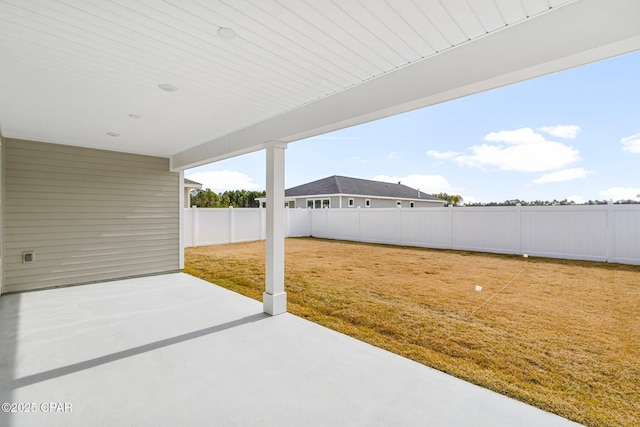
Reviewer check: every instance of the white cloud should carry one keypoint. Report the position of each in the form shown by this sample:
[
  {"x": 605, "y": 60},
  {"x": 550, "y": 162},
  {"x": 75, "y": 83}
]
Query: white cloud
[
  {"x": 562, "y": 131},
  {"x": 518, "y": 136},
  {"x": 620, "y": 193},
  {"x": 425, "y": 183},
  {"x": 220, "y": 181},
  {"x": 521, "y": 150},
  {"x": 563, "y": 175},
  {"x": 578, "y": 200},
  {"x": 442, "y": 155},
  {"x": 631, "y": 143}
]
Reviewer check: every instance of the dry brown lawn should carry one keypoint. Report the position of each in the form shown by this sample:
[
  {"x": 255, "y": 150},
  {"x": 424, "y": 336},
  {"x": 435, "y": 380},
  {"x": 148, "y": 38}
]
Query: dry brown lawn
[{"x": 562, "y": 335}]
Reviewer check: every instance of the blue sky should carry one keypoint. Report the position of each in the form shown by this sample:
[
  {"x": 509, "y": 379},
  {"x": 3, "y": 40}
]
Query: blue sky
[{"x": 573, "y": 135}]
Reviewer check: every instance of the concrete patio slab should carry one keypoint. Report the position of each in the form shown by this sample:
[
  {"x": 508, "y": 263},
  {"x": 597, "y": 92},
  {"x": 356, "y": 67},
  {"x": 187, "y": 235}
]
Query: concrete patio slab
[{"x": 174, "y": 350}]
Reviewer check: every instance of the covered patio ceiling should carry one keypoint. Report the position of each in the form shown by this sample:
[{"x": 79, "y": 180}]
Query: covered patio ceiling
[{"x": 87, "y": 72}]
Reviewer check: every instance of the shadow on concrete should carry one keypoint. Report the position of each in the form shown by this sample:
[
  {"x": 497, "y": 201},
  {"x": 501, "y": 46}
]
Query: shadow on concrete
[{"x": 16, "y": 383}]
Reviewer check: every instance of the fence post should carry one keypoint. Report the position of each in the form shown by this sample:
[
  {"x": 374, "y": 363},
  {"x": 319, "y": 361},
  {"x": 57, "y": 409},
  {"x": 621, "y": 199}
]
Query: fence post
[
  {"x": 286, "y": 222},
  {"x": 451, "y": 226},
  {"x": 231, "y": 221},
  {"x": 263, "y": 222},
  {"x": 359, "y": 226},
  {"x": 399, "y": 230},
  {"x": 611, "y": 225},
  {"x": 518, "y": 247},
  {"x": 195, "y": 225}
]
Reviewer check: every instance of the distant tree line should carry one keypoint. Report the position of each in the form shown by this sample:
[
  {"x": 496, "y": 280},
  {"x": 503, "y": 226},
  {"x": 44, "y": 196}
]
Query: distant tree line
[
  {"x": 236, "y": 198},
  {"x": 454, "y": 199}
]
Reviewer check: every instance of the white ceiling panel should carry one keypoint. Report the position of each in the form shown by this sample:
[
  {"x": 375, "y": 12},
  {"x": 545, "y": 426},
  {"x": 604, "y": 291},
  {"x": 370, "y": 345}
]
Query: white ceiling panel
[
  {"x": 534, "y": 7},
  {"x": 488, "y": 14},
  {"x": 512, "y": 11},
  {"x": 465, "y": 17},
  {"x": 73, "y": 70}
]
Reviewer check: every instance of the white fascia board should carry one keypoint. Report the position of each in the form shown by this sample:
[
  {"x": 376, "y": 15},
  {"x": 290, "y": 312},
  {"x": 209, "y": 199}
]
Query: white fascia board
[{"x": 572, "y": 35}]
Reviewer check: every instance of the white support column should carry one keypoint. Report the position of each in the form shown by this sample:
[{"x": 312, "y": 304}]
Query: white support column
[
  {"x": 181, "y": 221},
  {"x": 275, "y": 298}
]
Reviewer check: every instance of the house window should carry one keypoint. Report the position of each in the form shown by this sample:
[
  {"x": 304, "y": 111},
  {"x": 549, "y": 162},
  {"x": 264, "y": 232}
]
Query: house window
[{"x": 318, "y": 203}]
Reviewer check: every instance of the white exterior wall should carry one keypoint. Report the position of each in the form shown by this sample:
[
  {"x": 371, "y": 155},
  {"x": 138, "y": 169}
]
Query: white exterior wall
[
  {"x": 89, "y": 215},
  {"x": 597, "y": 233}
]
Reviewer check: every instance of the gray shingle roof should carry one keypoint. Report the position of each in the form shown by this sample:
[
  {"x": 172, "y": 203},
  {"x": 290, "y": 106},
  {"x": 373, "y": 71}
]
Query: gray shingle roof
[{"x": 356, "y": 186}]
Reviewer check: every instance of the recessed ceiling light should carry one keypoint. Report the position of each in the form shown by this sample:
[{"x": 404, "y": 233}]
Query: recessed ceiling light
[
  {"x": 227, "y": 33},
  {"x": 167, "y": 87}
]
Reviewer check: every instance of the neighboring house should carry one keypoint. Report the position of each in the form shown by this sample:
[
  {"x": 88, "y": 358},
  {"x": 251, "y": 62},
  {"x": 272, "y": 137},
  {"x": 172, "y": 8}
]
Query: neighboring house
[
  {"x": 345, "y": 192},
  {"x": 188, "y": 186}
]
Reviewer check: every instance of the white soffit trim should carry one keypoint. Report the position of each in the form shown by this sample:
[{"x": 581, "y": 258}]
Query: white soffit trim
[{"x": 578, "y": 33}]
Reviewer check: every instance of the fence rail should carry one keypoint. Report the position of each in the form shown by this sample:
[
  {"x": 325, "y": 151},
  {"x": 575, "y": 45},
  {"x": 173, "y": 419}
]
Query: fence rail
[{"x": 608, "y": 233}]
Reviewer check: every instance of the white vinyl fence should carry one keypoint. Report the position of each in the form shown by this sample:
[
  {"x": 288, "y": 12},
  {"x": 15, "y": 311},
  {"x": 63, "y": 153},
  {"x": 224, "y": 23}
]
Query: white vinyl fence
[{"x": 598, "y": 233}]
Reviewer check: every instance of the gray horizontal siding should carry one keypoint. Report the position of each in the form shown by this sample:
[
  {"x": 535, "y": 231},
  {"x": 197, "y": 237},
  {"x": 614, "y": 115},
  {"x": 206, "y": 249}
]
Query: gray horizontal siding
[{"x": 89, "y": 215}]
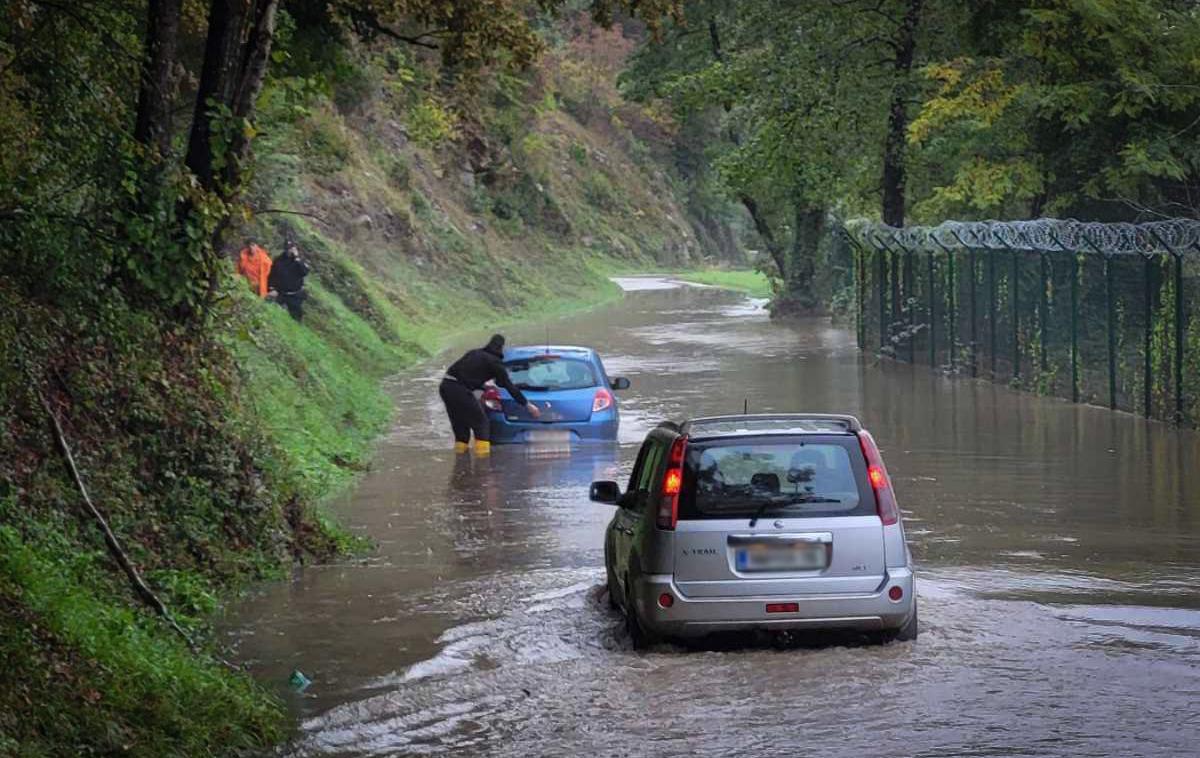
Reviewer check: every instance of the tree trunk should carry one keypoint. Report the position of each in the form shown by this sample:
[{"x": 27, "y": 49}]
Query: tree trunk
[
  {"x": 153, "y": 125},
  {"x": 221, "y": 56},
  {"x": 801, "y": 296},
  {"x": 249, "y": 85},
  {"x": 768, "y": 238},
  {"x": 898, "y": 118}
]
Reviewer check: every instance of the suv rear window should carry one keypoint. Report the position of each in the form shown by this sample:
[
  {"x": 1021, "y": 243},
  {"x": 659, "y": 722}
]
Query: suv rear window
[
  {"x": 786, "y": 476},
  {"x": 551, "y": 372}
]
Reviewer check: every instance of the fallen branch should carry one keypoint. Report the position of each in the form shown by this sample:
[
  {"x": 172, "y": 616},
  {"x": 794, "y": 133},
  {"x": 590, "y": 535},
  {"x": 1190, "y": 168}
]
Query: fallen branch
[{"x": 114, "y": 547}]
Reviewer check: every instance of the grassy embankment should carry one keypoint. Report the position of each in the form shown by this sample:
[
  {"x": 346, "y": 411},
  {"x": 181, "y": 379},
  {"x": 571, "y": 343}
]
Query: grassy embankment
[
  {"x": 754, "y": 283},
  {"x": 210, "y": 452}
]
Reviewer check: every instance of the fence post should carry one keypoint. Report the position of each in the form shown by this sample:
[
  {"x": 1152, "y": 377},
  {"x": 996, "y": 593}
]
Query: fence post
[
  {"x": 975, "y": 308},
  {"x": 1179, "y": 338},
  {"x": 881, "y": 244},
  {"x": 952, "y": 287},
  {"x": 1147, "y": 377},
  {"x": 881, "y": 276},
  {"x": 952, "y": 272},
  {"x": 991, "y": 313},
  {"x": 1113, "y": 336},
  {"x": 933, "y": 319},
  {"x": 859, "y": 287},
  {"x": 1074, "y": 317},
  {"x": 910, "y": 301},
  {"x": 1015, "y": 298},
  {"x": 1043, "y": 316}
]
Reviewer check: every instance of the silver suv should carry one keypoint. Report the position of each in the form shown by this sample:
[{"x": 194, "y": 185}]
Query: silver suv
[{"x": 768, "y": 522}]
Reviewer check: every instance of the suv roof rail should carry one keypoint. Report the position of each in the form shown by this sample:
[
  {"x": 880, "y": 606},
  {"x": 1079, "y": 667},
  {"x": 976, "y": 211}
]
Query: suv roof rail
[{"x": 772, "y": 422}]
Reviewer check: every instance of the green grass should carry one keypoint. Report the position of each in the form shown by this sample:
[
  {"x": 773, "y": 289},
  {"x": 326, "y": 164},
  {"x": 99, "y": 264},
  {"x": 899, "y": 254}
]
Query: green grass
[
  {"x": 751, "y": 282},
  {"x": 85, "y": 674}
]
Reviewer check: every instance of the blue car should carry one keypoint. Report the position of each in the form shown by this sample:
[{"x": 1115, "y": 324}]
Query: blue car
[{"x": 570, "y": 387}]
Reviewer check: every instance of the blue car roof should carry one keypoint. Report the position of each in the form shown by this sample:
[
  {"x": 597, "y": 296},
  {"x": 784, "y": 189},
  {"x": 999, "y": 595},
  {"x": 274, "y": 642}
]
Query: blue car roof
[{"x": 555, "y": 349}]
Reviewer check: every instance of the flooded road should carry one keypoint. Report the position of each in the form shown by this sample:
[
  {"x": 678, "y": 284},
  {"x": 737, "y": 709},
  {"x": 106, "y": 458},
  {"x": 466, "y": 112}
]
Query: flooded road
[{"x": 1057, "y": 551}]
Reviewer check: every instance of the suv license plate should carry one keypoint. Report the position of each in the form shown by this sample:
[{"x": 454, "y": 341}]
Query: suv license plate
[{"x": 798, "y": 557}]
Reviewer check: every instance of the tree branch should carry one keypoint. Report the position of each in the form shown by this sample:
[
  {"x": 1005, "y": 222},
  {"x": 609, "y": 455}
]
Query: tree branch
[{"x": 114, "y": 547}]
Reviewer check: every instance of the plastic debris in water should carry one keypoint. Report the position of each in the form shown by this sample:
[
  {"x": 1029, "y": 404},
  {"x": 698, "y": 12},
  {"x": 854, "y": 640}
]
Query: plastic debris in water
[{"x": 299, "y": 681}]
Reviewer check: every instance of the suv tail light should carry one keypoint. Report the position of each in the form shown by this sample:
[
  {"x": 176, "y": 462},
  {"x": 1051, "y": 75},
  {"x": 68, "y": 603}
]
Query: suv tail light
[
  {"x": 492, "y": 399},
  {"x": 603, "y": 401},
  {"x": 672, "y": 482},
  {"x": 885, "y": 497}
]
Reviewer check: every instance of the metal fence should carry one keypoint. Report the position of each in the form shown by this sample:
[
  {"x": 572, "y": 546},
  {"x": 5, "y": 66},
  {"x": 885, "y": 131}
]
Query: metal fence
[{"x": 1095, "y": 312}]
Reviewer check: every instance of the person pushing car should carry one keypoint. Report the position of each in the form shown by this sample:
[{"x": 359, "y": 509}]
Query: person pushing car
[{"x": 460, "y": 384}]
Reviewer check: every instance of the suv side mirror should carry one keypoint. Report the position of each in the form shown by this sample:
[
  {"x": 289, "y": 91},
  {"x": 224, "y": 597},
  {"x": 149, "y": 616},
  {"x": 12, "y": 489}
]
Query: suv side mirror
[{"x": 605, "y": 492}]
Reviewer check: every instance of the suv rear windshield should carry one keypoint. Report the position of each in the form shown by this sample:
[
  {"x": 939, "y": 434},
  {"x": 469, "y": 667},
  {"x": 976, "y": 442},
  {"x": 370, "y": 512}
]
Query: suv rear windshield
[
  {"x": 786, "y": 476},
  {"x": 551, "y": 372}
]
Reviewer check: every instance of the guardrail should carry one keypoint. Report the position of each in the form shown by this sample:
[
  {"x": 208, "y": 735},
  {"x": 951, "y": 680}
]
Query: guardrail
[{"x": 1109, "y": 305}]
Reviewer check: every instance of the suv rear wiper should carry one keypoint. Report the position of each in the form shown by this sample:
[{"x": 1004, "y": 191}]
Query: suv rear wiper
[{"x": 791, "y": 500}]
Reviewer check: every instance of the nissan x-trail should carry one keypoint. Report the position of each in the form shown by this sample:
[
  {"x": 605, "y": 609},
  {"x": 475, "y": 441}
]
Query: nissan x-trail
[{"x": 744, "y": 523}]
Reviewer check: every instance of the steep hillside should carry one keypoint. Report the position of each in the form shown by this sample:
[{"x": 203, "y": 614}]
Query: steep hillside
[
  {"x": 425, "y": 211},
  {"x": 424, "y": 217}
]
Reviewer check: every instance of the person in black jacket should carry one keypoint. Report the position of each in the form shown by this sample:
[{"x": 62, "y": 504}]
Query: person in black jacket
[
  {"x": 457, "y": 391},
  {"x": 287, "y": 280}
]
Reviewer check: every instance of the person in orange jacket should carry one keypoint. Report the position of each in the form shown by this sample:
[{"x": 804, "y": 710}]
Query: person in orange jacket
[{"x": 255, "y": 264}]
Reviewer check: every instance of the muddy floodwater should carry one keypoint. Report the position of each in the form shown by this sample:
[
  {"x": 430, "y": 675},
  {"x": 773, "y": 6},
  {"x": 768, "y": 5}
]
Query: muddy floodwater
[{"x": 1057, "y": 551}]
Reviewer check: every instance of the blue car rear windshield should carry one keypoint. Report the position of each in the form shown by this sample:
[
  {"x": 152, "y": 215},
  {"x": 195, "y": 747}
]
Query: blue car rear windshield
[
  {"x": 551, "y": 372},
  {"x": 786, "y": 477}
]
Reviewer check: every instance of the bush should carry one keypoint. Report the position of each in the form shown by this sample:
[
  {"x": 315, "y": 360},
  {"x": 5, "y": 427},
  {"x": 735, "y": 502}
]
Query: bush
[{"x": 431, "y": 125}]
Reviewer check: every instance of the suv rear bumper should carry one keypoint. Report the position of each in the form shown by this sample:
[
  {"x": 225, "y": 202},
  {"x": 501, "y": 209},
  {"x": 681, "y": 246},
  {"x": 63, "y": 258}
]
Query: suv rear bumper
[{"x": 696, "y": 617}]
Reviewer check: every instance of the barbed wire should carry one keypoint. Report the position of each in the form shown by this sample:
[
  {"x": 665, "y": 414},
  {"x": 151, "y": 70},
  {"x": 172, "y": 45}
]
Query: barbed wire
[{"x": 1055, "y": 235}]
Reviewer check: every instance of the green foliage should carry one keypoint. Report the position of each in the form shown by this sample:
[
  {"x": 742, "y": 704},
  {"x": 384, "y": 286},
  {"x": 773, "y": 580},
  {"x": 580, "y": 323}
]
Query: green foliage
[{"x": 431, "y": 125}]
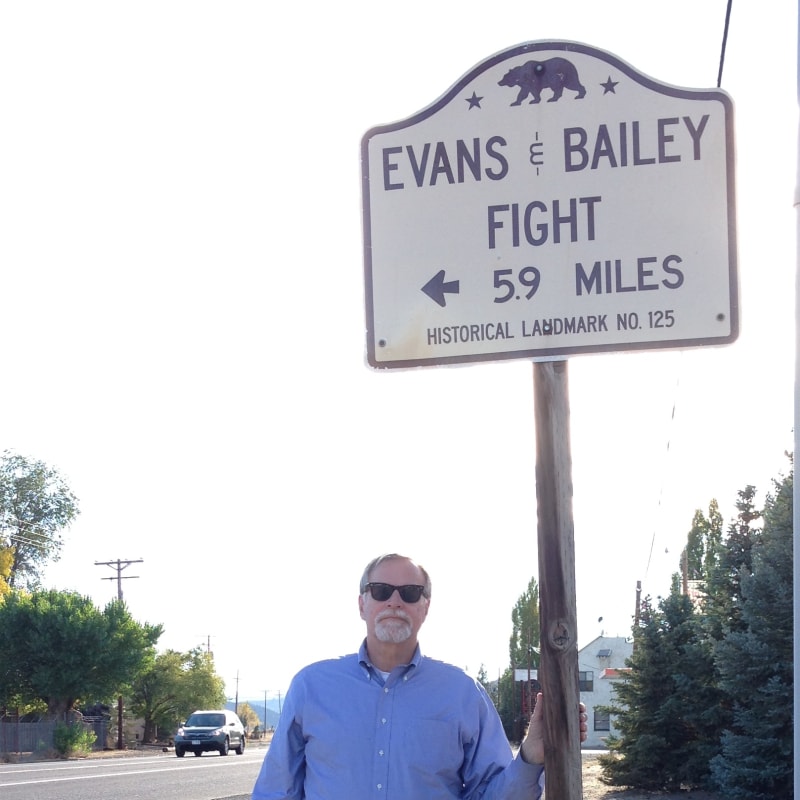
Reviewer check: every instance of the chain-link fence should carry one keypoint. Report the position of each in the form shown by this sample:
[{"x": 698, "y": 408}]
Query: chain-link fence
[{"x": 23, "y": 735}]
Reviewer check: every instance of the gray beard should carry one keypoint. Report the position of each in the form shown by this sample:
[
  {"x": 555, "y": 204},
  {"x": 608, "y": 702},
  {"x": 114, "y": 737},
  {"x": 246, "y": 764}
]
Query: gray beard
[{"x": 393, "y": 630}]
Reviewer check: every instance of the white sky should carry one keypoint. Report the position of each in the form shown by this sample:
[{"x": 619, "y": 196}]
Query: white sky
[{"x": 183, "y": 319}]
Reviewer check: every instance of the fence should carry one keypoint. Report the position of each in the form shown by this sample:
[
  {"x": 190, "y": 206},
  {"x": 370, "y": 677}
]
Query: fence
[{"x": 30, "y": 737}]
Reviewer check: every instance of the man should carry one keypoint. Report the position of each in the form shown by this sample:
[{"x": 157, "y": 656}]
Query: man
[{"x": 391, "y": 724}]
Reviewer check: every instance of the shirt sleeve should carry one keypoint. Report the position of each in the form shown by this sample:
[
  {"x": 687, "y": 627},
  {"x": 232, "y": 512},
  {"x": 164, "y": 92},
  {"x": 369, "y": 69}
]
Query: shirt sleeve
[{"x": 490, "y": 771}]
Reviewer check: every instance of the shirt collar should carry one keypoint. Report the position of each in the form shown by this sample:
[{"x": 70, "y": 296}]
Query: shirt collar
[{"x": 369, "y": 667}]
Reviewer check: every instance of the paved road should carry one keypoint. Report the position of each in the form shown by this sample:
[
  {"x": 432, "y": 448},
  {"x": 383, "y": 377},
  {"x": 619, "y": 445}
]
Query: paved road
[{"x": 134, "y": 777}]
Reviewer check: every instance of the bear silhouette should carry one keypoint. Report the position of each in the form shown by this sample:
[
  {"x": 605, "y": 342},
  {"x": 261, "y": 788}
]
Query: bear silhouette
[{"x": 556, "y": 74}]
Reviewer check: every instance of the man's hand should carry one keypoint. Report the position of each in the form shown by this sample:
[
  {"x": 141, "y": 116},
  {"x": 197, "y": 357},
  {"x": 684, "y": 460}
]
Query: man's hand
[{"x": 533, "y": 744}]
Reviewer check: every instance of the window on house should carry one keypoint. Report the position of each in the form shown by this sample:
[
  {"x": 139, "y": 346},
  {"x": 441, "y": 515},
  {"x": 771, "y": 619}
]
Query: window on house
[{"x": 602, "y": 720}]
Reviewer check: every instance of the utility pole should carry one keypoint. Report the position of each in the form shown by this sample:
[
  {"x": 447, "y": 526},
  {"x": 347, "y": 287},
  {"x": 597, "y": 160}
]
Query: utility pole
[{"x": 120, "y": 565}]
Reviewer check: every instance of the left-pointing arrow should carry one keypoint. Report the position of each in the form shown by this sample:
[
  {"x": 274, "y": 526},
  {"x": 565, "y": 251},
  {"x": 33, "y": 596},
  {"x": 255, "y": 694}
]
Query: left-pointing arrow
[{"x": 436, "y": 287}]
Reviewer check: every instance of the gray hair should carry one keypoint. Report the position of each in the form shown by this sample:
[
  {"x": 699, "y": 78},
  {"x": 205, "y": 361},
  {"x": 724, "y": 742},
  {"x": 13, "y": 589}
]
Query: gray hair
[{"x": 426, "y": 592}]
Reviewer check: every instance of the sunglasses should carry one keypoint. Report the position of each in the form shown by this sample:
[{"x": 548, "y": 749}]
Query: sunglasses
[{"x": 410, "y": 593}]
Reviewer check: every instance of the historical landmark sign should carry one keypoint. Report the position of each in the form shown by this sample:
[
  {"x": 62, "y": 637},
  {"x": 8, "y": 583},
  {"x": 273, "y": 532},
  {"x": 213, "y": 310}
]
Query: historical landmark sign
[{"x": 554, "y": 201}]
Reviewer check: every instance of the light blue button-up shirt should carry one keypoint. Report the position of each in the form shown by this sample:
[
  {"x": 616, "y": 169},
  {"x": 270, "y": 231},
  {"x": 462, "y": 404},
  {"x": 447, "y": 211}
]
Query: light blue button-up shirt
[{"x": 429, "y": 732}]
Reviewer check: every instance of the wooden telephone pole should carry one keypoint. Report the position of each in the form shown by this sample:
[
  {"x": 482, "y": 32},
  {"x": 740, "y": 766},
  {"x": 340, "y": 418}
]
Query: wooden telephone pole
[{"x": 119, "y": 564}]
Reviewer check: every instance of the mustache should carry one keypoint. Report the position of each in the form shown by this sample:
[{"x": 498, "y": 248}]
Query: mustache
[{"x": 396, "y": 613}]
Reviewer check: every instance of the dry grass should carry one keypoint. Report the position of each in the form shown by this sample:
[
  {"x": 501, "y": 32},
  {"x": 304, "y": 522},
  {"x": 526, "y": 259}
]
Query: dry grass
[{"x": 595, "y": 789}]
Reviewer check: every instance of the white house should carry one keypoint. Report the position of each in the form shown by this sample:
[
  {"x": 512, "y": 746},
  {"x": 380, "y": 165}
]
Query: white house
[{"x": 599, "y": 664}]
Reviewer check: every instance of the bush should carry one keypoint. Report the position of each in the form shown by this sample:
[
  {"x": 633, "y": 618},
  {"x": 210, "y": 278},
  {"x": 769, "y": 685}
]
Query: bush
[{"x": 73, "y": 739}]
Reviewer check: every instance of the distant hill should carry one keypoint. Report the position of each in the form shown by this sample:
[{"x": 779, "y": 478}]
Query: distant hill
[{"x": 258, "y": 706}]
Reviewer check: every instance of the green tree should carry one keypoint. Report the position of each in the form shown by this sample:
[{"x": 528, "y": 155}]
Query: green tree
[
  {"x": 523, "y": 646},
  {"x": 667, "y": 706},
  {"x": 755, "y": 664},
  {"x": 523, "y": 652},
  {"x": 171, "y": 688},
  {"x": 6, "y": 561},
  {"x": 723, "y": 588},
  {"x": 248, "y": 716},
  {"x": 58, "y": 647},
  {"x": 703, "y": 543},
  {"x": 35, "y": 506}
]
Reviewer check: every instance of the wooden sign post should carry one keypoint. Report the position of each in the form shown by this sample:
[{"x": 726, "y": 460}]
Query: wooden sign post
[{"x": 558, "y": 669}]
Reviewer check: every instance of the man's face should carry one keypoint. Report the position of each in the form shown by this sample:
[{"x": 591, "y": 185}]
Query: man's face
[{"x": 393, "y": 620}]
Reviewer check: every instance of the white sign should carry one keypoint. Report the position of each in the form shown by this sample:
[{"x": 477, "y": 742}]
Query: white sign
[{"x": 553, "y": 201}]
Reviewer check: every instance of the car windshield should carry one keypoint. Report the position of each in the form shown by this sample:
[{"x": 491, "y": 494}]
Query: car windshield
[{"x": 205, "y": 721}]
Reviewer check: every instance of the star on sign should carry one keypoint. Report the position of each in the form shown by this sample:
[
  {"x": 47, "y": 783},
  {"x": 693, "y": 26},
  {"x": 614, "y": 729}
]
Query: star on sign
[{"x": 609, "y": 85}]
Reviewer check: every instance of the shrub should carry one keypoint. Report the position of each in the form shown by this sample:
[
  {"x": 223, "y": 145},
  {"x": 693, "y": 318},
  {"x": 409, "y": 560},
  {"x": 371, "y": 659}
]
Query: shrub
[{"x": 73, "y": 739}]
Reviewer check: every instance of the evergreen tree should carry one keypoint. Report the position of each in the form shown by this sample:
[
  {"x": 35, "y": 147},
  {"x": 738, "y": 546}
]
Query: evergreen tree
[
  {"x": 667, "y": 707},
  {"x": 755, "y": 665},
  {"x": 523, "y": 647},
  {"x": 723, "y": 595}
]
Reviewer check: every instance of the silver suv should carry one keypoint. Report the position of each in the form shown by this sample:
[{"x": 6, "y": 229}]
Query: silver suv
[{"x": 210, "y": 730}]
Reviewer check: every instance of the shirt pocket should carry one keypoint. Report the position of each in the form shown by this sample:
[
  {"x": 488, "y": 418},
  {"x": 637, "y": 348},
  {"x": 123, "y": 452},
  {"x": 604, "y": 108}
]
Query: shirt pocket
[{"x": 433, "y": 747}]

====

◆ **Task**
Output the lines of the records above exactly as they appear, from the line containing "Reviewer check: every instance of the bear" through the line containing "Reviewer check: every instance of the sunglasses".

◆ **Completed exercise**
Reviewer check: every instance of the bear silhouette should carry one keypoint. Report the position of each in the form shown by this sample:
[
  {"x": 605, "y": 342},
  {"x": 261, "y": 788}
]
Query: bear silhouette
[{"x": 556, "y": 74}]
Reviewer check: every instance of the man's hand should carry one keypoint. Report the position of each in the form shown by this sample:
[
  {"x": 141, "y": 116},
  {"x": 197, "y": 357},
  {"x": 684, "y": 460}
]
Query: man's hand
[{"x": 533, "y": 744}]
Reviewer check: every instance of the window on house should carry one keypoint. Report the position of each in the form shown by this sample:
[
  {"x": 139, "y": 346},
  {"x": 441, "y": 515},
  {"x": 771, "y": 619}
]
Query: window on house
[{"x": 602, "y": 720}]
Reviewer check: every instance of the utility pole should carry one keypoint. Report the position of each in the form shown by this sample:
[
  {"x": 447, "y": 526},
  {"x": 347, "y": 287},
  {"x": 597, "y": 160}
]
Query: utility pole
[{"x": 120, "y": 565}]
Reviewer check: every instance of the left-pointing arrow should carry one keypoint. Report the position of each in the form shown by this sample:
[
  {"x": 274, "y": 526},
  {"x": 565, "y": 251},
  {"x": 33, "y": 596},
  {"x": 255, "y": 694}
]
Query: left-pointing arrow
[{"x": 436, "y": 287}]
Reviewer check: every instance of the gray hair should carry one keypoint. Report the position of each in the form shown by this sample:
[
  {"x": 699, "y": 78},
  {"x": 205, "y": 361},
  {"x": 724, "y": 742},
  {"x": 13, "y": 589}
]
Query: gray hair
[{"x": 426, "y": 592}]
Reviewer check: every instance of the sunglasses should carry one keypoint. Report the position of each in the form shown by this sample:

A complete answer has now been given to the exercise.